TEXTE
'''
Intervention de Lionel Collet

Réunion du 12 juillet 2016 à 17h00
Commission des affaires sociales

Lionel Collet :

À la demande de Mme la ministre des affaires sociales et de la santé, je suis effectivement pressenti pour présider le conseil d'administration de l'Agence nationale de santé publique (ANSP), née de la fusion des trois agences nationales compétentes en matière de santé publique et de sécurité sanitaire, conformément à la loi de modernisation de notre système de santé, qui a été suivie d'une ordonnance et d'un décret.

L'Agence nationale de santé publique a été constituée à « droit constant ». Elle reprend, conformément à la loi, l'ensemble des missions exercées par les trois anciennes agences : observation épidémiologique et surveillance de l'état de santé de la population, pour l'INVS ; promotion de la santé et développement de la prévention et de l'éducation à la santé, pour l'INPES ; gestion des stocks stratégiques et de la réserve sanitaire, pour l'EPRUS. La nouvelle agence devra donc optimiser les liens qui existaient entre ces trois agences sanitaires.
'''
EXERCICES
a. D'après l'intervention, quelle ancienne agence s'occupait de la gestion des stocks stratégiques et de la réserve sanitaire ?
b. Recopiez l'intervention en commençant par « Intervention de Lionel » et en allant jusqu'à « et d'un décret. ».
Cette liste vient d'une autre source que l'intervention.

Enregistrements tirés d'un jeu de données
'''
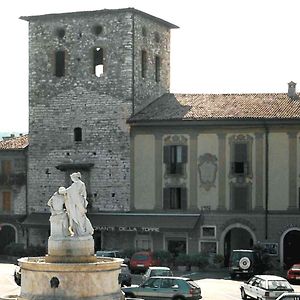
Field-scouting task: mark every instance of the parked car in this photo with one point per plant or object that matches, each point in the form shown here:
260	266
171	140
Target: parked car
293	274
17	275
289	296
265	287
157	271
141	261
245	263
108	253
165	287
124	276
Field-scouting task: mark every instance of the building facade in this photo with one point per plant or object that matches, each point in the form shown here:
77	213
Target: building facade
88	73
234	159
176	172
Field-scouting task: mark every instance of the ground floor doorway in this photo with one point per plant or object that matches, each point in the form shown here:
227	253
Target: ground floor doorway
7	236
236	238
291	246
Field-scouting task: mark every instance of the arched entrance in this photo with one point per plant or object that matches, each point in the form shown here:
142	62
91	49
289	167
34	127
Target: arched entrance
236	236
291	246
7	236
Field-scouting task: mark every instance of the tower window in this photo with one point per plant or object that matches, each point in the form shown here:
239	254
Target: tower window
144	31
77	134
98	61
97	29
157	68
60	63
144	63
156	37
60	32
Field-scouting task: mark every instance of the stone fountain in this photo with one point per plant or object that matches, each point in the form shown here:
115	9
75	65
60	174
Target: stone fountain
70	270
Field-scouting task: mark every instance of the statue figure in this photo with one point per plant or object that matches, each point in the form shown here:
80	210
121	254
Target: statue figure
58	219
71	221
76	203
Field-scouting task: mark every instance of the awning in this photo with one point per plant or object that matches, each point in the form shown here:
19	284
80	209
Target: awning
107	221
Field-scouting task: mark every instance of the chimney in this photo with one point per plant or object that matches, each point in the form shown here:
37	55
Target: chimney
292	90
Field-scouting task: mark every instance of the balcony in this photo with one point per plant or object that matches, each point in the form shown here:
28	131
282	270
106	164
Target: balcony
13	179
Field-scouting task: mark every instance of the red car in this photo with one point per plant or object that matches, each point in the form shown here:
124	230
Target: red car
293	274
141	261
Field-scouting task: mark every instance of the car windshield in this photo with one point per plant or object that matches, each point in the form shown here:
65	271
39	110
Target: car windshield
278	285
140	256
238	255
160	273
193	284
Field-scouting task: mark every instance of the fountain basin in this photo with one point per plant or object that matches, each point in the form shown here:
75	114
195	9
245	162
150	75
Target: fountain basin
47	280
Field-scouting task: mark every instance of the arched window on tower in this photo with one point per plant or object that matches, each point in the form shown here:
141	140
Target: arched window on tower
98	61
157	68
77	134
60	63
144	63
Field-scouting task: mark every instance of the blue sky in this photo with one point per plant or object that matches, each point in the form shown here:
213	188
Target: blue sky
232	46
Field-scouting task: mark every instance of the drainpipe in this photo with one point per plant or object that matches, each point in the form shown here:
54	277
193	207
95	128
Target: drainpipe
133	64
267	183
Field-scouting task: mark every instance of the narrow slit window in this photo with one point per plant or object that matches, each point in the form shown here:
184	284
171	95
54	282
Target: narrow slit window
60	63
77	134
98	61
157	68
144	63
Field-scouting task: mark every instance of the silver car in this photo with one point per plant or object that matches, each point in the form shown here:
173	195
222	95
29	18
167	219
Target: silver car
157	271
289	296
163	287
265	287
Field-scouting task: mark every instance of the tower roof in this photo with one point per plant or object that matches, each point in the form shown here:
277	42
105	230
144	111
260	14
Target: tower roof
98	12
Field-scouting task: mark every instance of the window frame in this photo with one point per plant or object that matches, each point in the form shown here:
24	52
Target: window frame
174	160
175	198
60	63
202	235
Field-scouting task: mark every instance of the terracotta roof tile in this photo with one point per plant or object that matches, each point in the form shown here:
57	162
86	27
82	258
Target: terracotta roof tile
14	143
220	106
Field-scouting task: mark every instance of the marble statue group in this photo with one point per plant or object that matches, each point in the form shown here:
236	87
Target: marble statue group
68	210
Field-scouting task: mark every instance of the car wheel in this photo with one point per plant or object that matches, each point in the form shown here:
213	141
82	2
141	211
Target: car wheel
244	263
129	295
243	294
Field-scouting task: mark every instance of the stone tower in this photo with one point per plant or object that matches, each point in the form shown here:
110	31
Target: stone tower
88	73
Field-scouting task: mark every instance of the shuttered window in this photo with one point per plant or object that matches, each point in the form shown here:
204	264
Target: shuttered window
6	202
240	195
239	164
175	156
175	198
6	167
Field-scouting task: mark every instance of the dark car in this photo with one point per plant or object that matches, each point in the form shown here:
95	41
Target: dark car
245	263
141	261
293	273
265	287
124	276
165	287
17	275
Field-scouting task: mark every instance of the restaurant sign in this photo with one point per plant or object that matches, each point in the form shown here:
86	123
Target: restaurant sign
127	228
'''
CORRIGÉS DÉTAILLÉS
a. L'EPRUS.

b.
Intervention de Lionel Collet

Réunion du 12 juillet 2016 à 17h00
Commission des affaires sociales

Lionel Collet :

À la demande de Mme la ministre des affaires sociales et de la santé, je suis effectivement pressenti pour présider le conseil d'administration de l'Agence nationale de santé publique (ANSP), née de la fusion des trois agences nationales compétentes en matière de santé publique et de sécurité sanitaire, conformément à la loi de modernisation de notre système de santé, qui a été suivie d'une ordonnance et d'un décret.